■ **STUDY TEXT**:
++++++++
Your bone is dynamic and undergoes continuous self-regeneration, called remodeling. Remodeling removes our old bone (through resorption) and replaces it with fresh, new bone. Low levels of estrogen in menopause substantially increases bone resorption over formation of new bone, leading to accelerated bone loss. In addition to estrogen related bone loss, there are also age-related bone loss mechanisms whereby both men and women transition away from building new bone and towards more net bone loss. However, lifestyle choices and habits also influence bone health and we can help guide your choices.
Osteoporotic fractures can occur as a result of bone density deficiency, balance problems and strength deficits. Physical Therapy to improve your balance, posture, strength and fitness levels can help your bone health. Sedentary lifestyles, poor nutritional status, smoking, aging and low estrogen levels all contribute to deterioration of bone health.
++++++++
■ **INSTRUCTIONS TO FOLLOW**:
Please continue the text on bone health, picking up after its last sentence. The records have no connection to the text on bone health.

Stored data entries:
++++++++
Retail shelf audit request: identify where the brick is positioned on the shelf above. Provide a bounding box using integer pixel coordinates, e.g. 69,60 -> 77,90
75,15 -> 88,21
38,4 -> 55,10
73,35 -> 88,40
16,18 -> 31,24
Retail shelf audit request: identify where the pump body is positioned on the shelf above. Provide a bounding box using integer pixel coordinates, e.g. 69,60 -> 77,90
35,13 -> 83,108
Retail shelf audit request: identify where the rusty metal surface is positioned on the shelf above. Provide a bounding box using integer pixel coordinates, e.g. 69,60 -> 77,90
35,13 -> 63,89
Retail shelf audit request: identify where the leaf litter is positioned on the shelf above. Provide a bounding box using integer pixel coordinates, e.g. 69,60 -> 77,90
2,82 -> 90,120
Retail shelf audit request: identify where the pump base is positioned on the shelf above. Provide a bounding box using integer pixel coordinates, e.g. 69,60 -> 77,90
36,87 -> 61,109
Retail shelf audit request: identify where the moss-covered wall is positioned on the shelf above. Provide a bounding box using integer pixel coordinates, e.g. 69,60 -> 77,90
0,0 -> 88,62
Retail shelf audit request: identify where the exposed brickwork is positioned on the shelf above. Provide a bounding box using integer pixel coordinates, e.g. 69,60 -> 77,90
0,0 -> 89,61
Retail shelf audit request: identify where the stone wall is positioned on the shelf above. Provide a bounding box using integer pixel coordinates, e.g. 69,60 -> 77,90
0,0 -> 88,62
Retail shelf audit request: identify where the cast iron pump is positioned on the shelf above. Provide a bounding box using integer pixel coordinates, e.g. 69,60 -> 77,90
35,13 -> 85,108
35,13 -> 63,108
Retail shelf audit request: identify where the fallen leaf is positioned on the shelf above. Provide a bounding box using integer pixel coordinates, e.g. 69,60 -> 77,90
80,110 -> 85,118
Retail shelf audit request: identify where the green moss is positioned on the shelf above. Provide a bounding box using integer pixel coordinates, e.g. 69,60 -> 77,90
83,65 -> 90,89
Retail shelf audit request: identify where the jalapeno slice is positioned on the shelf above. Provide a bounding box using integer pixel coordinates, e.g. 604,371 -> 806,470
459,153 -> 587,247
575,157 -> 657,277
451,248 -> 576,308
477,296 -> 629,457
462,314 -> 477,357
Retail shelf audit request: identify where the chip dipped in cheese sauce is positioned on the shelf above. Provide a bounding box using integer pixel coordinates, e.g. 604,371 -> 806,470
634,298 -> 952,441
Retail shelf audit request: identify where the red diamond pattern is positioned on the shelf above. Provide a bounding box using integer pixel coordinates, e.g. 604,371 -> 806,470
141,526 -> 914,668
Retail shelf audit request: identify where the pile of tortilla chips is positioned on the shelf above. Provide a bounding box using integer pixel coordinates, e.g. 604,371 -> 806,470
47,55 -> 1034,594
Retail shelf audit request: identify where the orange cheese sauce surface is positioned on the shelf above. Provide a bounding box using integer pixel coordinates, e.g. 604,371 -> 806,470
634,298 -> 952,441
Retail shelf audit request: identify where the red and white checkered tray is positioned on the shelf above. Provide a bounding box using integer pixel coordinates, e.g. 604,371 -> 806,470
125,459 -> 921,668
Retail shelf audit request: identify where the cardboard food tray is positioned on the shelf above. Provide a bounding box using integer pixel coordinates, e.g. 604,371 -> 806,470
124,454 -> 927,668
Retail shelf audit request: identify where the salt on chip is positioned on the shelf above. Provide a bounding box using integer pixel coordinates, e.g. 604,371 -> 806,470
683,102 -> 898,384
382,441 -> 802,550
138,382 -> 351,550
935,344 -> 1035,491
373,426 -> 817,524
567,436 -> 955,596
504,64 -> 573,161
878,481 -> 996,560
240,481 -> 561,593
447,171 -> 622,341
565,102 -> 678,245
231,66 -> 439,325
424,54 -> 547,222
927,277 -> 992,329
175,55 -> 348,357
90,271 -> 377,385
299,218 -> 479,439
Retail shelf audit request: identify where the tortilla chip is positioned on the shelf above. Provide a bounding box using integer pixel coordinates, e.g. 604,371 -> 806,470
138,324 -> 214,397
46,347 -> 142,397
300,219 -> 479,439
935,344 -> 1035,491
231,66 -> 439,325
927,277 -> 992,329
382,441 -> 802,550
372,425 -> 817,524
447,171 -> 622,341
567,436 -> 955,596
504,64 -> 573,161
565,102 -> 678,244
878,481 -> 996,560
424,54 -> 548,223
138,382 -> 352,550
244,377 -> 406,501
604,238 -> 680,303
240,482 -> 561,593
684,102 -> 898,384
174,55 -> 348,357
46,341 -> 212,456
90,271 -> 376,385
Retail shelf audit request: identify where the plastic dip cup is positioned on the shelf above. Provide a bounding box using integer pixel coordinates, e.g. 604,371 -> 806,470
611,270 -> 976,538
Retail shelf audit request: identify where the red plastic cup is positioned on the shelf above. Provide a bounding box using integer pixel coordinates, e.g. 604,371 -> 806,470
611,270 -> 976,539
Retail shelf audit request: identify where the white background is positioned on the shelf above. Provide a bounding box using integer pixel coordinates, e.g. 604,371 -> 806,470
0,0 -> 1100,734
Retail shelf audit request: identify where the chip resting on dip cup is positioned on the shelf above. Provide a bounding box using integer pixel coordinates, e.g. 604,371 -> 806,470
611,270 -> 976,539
++++++++
■ **ANSWER TO THE EXERCISE**:
Proactive lifestyle choices can help you optimize your bone health. At Purple Mountain Physical Therapy we can provide you with a consultation regarding lifestyle choices and fitness measures that would be recommended to optimize your bone health and to combat the deterioration in posture and stature that occurs with advanced osteoporosis. We’ve worked with many women who have osteopenia and osteoporosis to advise them on safe exercise choices and lifestyle modifications. In fact, we’ve often had our patients who have osteopenia report to us that they perform some exercises at their gym that we think could be placing them at risk for bone fracture. We can help guide you to make safer choices. These same women are often not completing very important exercises that are known to support posture, bone health and to combat the musculoskeletal changes that occur with bone loss. If you wonder what you should be doing, what would be safe and what is most effective, we offer you expert advice on how to protect your bones going forward.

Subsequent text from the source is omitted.